▸ **WRITTEN PROBLEM A**
In the passage about Logan Lucky's origins, write out the stretch from "The story is" through "the film itself." word for word.
▸ **WRITTEN PROBLEM B**
Name every film or TV show title mentioned in the passage about Logan Lucky's origins.

“Did you just say cauliflower to me?”

The story is as follows: Steven Soderbergh—while on hiatus from feature films (previously known as retirement)—received a script from mutual friend and screenwriter Rebecca Blunt (who might not be a real person). He fell in love with its stripped down Ocean’s 11 feel devoid of the posh financial backing robbing casinos needs and knew he’d regret handing it off to a recommended contemporary instead of helming it himself. Soderbergh therefore sat on this hillbilly heist gem until his show (“The Knick”) was cancelled and his ability to test a new studio distribution system (which he admits isn’t new at all) arrived. So, whether some wonky stars aligned or it was expertly orchestrated, Logan Lucky‘s origins prove as backwoods complex as the film itself.

▸ **INFORMATION SUPPLIED**
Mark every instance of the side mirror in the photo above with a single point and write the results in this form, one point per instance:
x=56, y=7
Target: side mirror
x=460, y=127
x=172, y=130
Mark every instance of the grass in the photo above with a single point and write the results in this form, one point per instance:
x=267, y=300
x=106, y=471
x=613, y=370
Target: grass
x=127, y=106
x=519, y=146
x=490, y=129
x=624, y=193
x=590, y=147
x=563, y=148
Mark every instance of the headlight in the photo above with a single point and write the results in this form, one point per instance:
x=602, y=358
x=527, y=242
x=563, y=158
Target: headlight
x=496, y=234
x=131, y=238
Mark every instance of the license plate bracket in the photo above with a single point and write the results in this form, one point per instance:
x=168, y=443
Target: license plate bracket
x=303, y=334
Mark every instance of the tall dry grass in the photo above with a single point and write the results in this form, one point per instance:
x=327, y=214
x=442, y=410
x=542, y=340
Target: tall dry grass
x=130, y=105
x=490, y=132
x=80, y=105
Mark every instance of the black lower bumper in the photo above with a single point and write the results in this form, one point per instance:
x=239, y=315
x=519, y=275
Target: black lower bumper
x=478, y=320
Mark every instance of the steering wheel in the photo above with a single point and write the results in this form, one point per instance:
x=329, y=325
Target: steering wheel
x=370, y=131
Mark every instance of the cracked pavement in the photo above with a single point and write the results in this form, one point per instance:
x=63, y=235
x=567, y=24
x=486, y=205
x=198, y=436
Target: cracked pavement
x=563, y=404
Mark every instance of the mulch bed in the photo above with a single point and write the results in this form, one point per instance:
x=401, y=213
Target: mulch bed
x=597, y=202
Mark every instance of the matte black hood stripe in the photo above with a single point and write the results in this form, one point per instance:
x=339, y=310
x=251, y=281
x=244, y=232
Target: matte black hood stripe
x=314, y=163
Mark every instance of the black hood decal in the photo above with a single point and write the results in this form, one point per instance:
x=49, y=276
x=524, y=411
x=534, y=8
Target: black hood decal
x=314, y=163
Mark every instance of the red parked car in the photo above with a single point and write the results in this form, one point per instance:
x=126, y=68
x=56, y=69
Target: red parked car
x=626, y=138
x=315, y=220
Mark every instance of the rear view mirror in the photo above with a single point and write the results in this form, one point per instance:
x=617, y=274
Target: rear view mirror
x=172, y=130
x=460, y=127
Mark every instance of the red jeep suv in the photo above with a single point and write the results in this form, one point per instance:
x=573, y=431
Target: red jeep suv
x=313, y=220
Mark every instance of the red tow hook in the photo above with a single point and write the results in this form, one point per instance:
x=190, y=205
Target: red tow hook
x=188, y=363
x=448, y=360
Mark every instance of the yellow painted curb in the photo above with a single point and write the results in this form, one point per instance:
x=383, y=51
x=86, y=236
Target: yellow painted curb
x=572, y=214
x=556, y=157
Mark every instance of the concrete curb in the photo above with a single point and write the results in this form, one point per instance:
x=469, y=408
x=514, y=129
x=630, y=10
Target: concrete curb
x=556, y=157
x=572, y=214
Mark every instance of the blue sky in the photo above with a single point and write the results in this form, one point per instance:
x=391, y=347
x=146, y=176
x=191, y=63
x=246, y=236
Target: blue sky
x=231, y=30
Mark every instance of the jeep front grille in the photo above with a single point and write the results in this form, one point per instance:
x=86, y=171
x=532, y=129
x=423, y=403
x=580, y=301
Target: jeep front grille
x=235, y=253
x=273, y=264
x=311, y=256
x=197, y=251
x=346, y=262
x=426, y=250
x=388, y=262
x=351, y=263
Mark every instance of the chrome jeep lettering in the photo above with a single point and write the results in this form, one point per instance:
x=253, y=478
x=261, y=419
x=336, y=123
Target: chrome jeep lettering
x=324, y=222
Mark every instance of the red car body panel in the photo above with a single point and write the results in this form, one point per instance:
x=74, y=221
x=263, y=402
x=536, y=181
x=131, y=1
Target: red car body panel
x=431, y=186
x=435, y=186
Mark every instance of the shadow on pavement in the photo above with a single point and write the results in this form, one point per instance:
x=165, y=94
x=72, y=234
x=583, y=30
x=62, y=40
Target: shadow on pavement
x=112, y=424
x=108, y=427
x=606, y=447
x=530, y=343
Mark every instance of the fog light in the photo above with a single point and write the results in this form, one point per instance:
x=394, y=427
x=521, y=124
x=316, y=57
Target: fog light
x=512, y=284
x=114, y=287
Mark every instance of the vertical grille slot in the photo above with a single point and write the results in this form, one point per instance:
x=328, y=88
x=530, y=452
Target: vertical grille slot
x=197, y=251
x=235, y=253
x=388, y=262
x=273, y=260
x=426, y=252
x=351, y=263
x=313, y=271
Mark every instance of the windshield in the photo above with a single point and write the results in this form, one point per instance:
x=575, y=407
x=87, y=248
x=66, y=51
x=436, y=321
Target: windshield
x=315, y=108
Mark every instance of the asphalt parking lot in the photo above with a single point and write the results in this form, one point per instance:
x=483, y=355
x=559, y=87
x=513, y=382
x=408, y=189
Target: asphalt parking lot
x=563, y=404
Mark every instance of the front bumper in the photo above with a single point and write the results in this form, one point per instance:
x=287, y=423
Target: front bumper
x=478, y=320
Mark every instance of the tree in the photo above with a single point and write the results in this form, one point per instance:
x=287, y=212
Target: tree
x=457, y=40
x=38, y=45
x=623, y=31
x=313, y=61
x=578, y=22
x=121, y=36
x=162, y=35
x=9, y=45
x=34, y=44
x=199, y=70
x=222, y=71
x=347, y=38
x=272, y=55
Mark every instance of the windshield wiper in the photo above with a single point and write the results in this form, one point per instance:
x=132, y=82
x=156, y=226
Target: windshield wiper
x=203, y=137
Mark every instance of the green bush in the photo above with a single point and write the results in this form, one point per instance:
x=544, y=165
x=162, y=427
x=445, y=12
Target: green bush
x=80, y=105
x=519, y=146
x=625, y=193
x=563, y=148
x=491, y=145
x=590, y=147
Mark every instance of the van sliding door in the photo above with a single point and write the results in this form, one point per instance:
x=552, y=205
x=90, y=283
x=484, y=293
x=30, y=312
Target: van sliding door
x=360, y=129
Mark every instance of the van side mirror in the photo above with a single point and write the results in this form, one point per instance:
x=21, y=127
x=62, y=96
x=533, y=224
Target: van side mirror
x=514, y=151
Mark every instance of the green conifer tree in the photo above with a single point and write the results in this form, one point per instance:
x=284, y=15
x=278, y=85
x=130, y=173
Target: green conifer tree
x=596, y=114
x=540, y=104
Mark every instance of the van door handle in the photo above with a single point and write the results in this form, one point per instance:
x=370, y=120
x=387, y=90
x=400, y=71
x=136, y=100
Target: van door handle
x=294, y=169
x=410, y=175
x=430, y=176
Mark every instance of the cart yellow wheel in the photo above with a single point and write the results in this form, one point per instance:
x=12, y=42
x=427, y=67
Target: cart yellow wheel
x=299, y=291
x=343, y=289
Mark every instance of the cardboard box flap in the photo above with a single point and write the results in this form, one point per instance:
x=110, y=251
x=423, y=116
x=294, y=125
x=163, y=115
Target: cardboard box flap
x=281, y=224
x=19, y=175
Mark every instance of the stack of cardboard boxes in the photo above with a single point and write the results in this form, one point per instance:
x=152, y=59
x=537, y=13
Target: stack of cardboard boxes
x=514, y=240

▸ **WORKED SOLUTION A**
The story is as follows: Steven Soderbergh—while on hiatus from feature films (previously known as retirement)—received a script from mutual friend and screenwriter Rebecca Blunt (who might not be a real person). He fell in love with its stripped down Ocean’s 11 feel devoid of the posh financial backing robbing casinos needs and knew he’d regret handing it off to a recommended contemporary instead of helming it himself. Soderbergh therefore sat on this hillbilly heist gem until his show (“The Knick”) was cancelled and his ability to test a new studio distribution system (which he admits isn’t new at all) arrived. So, whether some wonky stars aligned or it was expertly orchestrated, Logan Lucky‘s origins prove as backwoods complex as the film itself.

▸ **WORKED SOLUTION B**
Ocean’s 11
The Knick
Logan Lucky